*TASK OBJECTIVE*:
Reproduce the lines that begin with the one containing "task: outline the wrist" and end with the one containing "[[[0,26],[11,26],[19,23],[19,0],[0,0]]]", both included, keeping every character unchanged.
===============
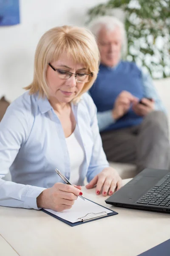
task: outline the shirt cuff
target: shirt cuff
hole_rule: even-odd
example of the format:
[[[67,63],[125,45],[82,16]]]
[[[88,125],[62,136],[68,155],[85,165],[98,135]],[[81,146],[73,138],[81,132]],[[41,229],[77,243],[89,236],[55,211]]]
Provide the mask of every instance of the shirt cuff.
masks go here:
[[[40,210],[41,208],[38,208],[37,204],[37,198],[42,191],[46,189],[45,188],[41,188],[31,186],[26,194],[24,208],[33,209]]]

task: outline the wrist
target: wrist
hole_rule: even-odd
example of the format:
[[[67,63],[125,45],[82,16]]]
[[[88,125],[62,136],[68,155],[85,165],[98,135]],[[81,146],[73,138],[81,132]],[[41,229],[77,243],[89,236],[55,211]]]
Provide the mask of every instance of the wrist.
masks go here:
[[[38,196],[37,198],[37,205],[39,208],[48,208],[46,205],[45,200],[45,193],[47,189],[45,189],[41,192]]]
[[[119,118],[118,115],[114,109],[112,111],[112,117],[114,120],[116,121]]]

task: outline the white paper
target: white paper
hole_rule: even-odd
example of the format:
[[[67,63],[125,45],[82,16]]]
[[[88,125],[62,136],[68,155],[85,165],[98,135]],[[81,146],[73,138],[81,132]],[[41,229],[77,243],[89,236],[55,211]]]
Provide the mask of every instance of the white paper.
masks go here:
[[[107,209],[101,205],[98,205],[87,199],[85,199],[84,201],[79,197],[75,201],[71,208],[68,210],[64,210],[59,212],[50,209],[45,209],[72,223],[80,221],[79,218],[85,217],[88,213],[99,213],[102,212],[110,213],[112,212],[112,211]]]

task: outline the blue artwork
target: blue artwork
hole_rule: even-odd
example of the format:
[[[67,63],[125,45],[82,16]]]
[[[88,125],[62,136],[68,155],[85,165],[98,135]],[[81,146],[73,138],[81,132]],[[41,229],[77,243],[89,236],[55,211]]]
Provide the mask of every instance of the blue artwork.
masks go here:
[[[0,26],[11,26],[19,23],[19,0],[0,0]]]

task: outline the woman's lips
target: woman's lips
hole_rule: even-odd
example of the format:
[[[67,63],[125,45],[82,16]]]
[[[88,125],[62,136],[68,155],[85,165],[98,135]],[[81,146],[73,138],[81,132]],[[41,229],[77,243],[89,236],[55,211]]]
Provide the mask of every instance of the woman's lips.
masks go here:
[[[61,92],[63,93],[63,94],[64,94],[65,95],[71,95],[71,94],[72,94],[74,93],[72,93],[72,92],[67,92],[66,91],[62,91],[62,90],[60,90]]]

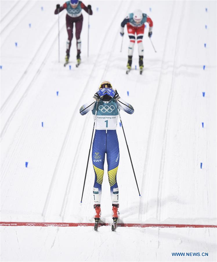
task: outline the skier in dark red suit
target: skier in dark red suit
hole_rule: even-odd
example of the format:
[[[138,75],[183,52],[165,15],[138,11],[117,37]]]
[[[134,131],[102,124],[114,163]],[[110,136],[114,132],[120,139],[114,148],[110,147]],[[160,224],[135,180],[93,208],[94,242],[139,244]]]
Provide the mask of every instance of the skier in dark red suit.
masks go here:
[[[81,42],[80,38],[83,22],[83,16],[82,14],[82,9],[90,15],[93,14],[91,9],[91,6],[88,5],[87,7],[81,1],[78,0],[70,0],[60,6],[59,4],[57,5],[57,8],[54,12],[55,15],[62,11],[64,9],[67,10],[66,20],[66,29],[68,33],[68,40],[66,42],[66,55],[65,60],[66,63],[68,62],[69,52],[73,36],[73,23],[75,24],[75,37],[77,40],[77,61],[78,64],[81,62]]]

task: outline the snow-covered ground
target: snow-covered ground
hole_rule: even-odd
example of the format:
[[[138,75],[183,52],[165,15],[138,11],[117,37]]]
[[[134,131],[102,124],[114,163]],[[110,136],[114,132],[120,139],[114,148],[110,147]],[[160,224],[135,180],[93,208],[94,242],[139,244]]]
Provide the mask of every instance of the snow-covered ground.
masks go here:
[[[65,10],[59,15],[58,63],[54,13],[64,2],[0,2],[1,221],[93,222],[91,160],[79,204],[93,118],[82,116],[79,109],[107,79],[135,109],[121,114],[142,197],[118,124],[120,222],[216,225],[216,1],[84,0],[93,14],[88,58],[88,15],[82,12],[78,68],[75,37],[70,63],[63,66]],[[153,21],[157,52],[147,25],[143,75],[132,70],[126,75],[129,40],[125,27],[120,52],[120,25],[138,8]],[[133,68],[138,60],[136,43]],[[102,220],[109,223],[106,172],[102,190]],[[216,228],[119,227],[112,232],[106,226],[95,232],[91,227],[1,226],[1,259],[215,261],[216,236]]]

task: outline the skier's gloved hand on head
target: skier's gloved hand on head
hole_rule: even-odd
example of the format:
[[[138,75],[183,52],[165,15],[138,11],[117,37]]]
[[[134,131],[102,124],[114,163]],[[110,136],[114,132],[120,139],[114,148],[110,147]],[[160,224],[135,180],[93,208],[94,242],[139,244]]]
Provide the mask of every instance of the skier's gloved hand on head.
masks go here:
[[[120,35],[122,36],[123,36],[124,34],[124,27],[122,27],[122,26],[121,26],[121,29],[120,30]]]
[[[90,5],[88,5],[87,6],[87,9],[88,9],[88,13],[90,15],[91,13],[91,11],[92,11],[91,6]]]
[[[97,91],[96,93],[93,97],[97,101],[98,101],[100,100],[100,96],[104,95],[107,93],[106,92],[106,88],[103,88],[102,89],[100,89],[98,91]]]
[[[100,96],[99,95],[99,94],[97,93],[97,92],[95,93],[93,97],[96,101],[98,101],[100,98]]]
[[[115,92],[111,88],[106,88],[106,93],[110,96],[113,97],[115,94]]]
[[[120,99],[120,97],[119,95],[118,95],[117,91],[116,89],[115,89],[115,93],[114,96],[114,98],[115,99],[115,101],[117,101],[119,99]]]

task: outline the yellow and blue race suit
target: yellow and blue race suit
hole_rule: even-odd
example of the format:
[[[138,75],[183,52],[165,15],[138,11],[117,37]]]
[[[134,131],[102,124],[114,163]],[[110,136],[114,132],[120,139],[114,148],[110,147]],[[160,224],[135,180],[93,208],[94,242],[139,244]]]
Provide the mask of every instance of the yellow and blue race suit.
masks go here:
[[[97,104],[95,100],[93,100],[94,101],[81,107],[80,113],[82,115],[86,114],[91,110],[95,117]],[[100,203],[106,153],[112,204],[118,203],[119,191],[116,178],[120,153],[116,132],[119,114],[117,104],[120,109],[128,114],[132,114],[134,112],[133,107],[121,98],[117,102],[112,98],[106,101],[100,99],[97,105],[96,130],[92,150],[92,161],[95,173],[93,189],[95,204]]]

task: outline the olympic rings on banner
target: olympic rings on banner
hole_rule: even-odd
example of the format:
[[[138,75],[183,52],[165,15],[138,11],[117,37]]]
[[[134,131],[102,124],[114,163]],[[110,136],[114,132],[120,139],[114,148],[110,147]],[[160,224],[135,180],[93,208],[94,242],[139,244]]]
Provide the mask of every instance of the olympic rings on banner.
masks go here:
[[[101,105],[99,107],[99,109],[102,113],[106,113],[106,112],[107,112],[108,113],[111,113],[115,110],[115,107],[112,105],[110,106],[108,105],[104,106]]]

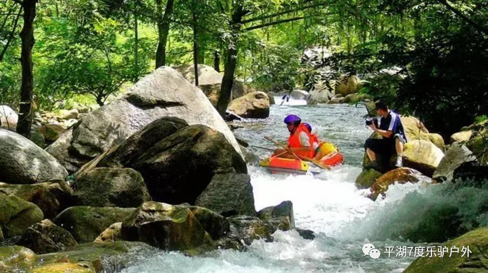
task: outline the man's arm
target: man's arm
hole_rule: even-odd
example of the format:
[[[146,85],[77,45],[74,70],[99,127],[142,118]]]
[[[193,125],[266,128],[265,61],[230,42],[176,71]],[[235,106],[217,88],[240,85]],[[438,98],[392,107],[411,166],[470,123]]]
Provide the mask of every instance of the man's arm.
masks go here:
[[[369,128],[371,128],[373,131],[381,134],[382,137],[390,138],[391,138],[391,136],[393,135],[393,131],[390,131],[389,130],[381,130],[376,127],[374,124],[371,124],[369,125]]]

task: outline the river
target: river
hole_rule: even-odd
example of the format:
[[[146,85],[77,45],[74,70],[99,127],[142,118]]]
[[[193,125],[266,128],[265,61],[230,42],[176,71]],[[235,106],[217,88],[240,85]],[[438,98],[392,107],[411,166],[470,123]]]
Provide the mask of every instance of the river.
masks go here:
[[[284,140],[288,133],[283,120],[294,114],[311,124],[320,138],[335,143],[344,154],[342,166],[314,177],[272,175],[257,163],[248,165],[256,209],[291,200],[296,226],[314,231],[314,240],[303,239],[295,231],[278,231],[274,242],[255,241],[246,252],[220,250],[205,257],[188,257],[177,252],[142,251],[132,254],[122,272],[402,271],[416,259],[413,254],[396,257],[398,252],[387,255],[385,248],[427,245],[403,238],[416,232],[435,233],[436,229],[426,228],[419,217],[430,215],[426,206],[443,208],[446,202],[435,198],[440,194],[430,188],[436,187],[395,185],[387,198],[376,202],[365,197],[366,190],[356,187],[355,180],[361,171],[362,145],[371,133],[364,126],[366,113],[362,105],[272,105],[266,120],[237,123],[243,128],[235,131],[236,135],[252,145],[274,148],[263,137]],[[269,153],[256,148],[250,151],[260,158]],[[381,252],[378,259],[363,254],[362,248],[367,243]]]

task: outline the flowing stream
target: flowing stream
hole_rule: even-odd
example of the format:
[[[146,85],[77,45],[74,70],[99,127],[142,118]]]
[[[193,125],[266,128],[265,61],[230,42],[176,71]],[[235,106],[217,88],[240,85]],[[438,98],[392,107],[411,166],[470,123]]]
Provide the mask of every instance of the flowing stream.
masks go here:
[[[439,210],[465,207],[466,202],[446,201],[445,194],[439,193],[442,186],[426,188],[410,183],[391,186],[383,200],[373,202],[365,197],[366,190],[358,190],[354,181],[361,171],[363,144],[371,132],[364,125],[366,113],[362,105],[272,105],[268,119],[237,123],[243,128],[234,131],[236,135],[251,145],[273,148],[263,137],[284,141],[289,133],[283,120],[294,114],[311,124],[319,138],[336,144],[344,154],[343,165],[315,176],[272,175],[257,163],[248,165],[256,210],[291,200],[296,226],[314,231],[314,240],[303,239],[295,231],[278,231],[274,242],[255,241],[246,252],[220,250],[205,257],[188,257],[177,252],[142,251],[131,254],[122,272],[401,272],[416,258],[396,257],[395,253],[389,257],[385,248],[427,245],[403,238],[435,234],[439,227],[430,229],[422,219],[433,217],[429,225],[434,227]],[[250,151],[260,158],[269,153],[254,148]],[[486,191],[465,190],[471,190],[470,195],[479,192],[480,195],[470,197],[473,209],[465,209],[465,213],[467,219],[478,219],[470,217],[468,211],[481,206],[480,200],[486,201],[488,198],[480,197],[488,196]],[[362,248],[366,243],[380,250],[378,259],[363,254]]]

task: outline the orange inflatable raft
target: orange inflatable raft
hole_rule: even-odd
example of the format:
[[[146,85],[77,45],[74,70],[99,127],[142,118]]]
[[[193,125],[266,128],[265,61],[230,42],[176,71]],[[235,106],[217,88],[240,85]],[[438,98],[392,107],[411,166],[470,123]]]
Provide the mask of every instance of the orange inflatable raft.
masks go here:
[[[342,154],[334,145],[328,143],[322,143],[320,145],[320,150],[323,154],[326,154],[319,160],[322,165],[332,167],[340,165],[344,162]],[[303,174],[309,172],[317,174],[323,170],[311,162],[276,156],[264,158],[259,166],[266,168],[272,174],[290,173]]]

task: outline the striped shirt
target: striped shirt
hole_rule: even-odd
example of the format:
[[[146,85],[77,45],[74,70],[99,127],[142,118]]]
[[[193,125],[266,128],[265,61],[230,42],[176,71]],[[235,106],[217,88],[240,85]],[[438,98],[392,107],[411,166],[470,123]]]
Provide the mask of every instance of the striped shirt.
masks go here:
[[[403,130],[403,125],[401,124],[400,115],[393,111],[389,111],[386,118],[381,117],[379,120],[379,129],[385,131],[391,131],[393,135],[399,135],[403,139],[404,142],[406,142],[406,137]],[[387,138],[383,137],[384,139]]]

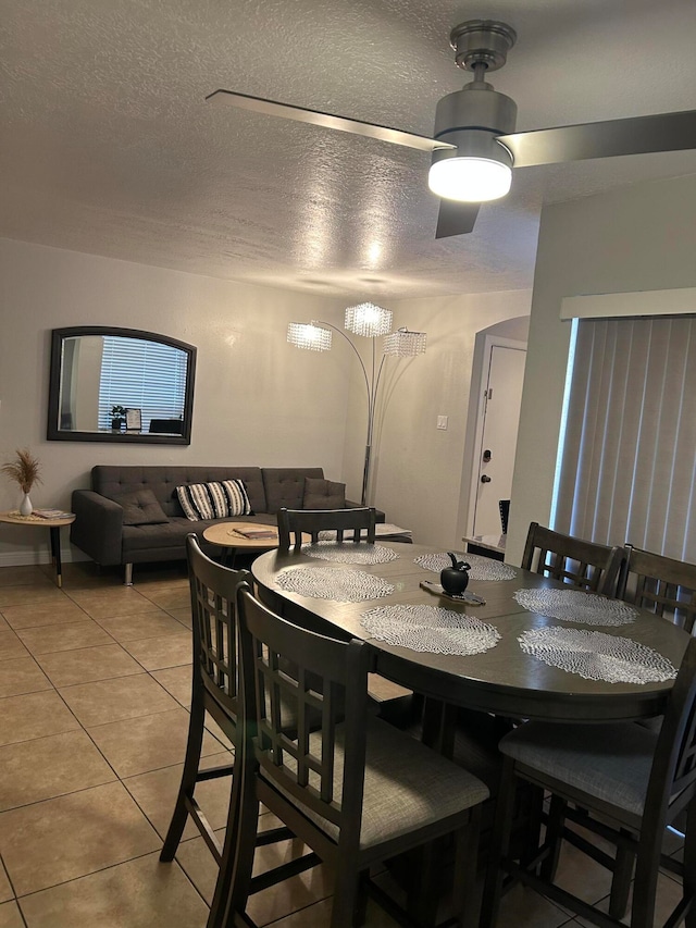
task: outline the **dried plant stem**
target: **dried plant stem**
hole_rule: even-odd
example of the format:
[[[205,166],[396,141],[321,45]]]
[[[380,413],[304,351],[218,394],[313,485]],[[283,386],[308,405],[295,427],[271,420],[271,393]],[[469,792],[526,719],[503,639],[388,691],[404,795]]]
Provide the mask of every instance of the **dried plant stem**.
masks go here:
[[[16,456],[16,460],[3,463],[0,471],[18,483],[23,493],[29,493],[35,483],[41,483],[41,465],[28,448],[17,448]]]

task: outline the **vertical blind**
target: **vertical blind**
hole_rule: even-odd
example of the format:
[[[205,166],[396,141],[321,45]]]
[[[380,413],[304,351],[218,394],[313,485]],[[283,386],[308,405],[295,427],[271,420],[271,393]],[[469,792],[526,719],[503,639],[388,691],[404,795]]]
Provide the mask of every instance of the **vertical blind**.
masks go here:
[[[583,319],[554,527],[696,561],[696,319]]]
[[[187,356],[159,342],[103,337],[99,381],[99,428],[111,426],[111,407],[140,409],[141,431],[151,419],[181,419],[186,395]]]

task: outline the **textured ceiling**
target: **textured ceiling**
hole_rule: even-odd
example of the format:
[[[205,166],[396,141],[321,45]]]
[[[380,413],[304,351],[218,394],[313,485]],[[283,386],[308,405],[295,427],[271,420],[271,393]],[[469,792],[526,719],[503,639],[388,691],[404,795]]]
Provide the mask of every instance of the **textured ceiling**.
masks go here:
[[[543,202],[696,173],[691,151],[519,170],[435,240],[427,154],[203,102],[430,135],[477,16],[518,32],[490,79],[519,129],[696,108],[694,0],[1,0],[0,236],[333,295],[501,290],[532,284]]]

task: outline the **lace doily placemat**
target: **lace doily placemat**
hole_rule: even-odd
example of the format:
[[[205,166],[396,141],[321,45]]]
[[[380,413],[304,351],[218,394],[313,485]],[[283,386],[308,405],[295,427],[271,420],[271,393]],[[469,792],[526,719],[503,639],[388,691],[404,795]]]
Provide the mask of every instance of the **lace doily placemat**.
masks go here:
[[[501,560],[494,560],[490,557],[482,557],[478,554],[462,554],[458,555],[460,560],[471,565],[469,571],[470,580],[514,580],[518,576],[517,570],[510,567],[509,564],[504,564]],[[434,573],[439,573],[446,567],[451,567],[452,562],[447,554],[422,554],[414,558],[414,564],[419,567],[424,567],[425,570],[432,570]]]
[[[341,570],[336,567],[298,567],[281,573],[275,582],[288,593],[313,596],[315,599],[335,599],[337,603],[362,603],[394,593],[394,586],[381,577],[373,577],[364,570]]]
[[[384,545],[369,545],[364,542],[314,542],[302,545],[302,554],[338,564],[387,564],[399,557]]]
[[[500,641],[493,626],[440,606],[378,606],[360,623],[377,641],[431,654],[483,654]]]
[[[608,683],[660,683],[676,677],[670,661],[645,644],[606,632],[560,627],[533,629],[520,647],[549,667]]]
[[[627,626],[638,615],[627,603],[582,590],[518,590],[514,598],[531,613],[586,626]]]

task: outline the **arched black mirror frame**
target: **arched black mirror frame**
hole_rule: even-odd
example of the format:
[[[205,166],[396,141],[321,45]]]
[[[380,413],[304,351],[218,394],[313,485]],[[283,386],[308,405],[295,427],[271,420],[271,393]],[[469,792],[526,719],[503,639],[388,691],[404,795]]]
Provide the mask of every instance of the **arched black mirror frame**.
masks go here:
[[[186,385],[184,391],[184,424],[181,435],[157,434],[152,432],[79,432],[60,429],[60,393],[62,378],[63,342],[80,335],[114,335],[122,338],[141,338],[159,342],[186,352]],[[53,329],[51,333],[51,370],[48,391],[48,430],[47,438],[52,442],[115,442],[140,445],[190,445],[191,422],[194,418],[194,381],[196,378],[196,348],[186,342],[145,332],[140,329],[117,329],[105,325],[73,325],[67,329]]]

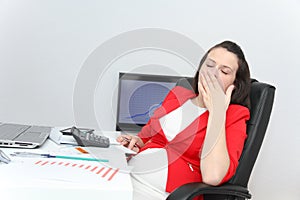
===============
*SOLUTION TO THIS EXERCISE*:
task: outline the wrist
target: wrist
hole_rule: even-odd
example of the format:
[[[67,63],[125,45],[82,16]]]
[[[88,125],[62,136],[68,155],[85,165],[98,135]],[[81,146],[73,138],[81,132]],[[41,229],[77,243],[89,236],[55,211]]]
Provide the mask of every instance of the wrist.
masks go here:
[[[38,196],[37,198],[37,205],[39,208],[48,208],[46,205],[45,200],[45,193],[47,189],[45,189],[41,192]]]
[[[119,118],[118,115],[114,109],[112,111],[112,117],[114,120],[116,121]]]

task: outline the white paper
target: white paper
hole_rule: even-odd
example of the format:
[[[67,63],[125,45],[82,16]]]
[[[88,125],[62,136],[68,155],[85,165],[98,135]],[[81,146],[73,138],[81,132]],[[41,229],[77,243],[89,236],[55,211]]]
Provide the mask of every instance of the white paper.
masks go here:
[[[107,209],[101,205],[98,205],[87,199],[85,199],[84,201],[79,197],[75,201],[71,208],[68,210],[64,210],[59,212],[50,209],[45,209],[72,223],[80,221],[79,218],[85,217],[88,213],[99,213],[102,212],[110,213],[112,212],[112,211]]]

task: outline the blue artwork
target: blue artwork
hole_rule: even-odd
example of the format:
[[[67,63],[125,45],[82,16]]]
[[[88,125],[62,136],[68,155],[85,165],[98,135]],[[81,146],[73,138],[81,132]],[[41,229],[77,243],[89,236],[55,211]]]
Provide the mask of every instance of the blue artwork.
masks go here:
[[[0,26],[11,26],[19,23],[19,0],[0,0]]]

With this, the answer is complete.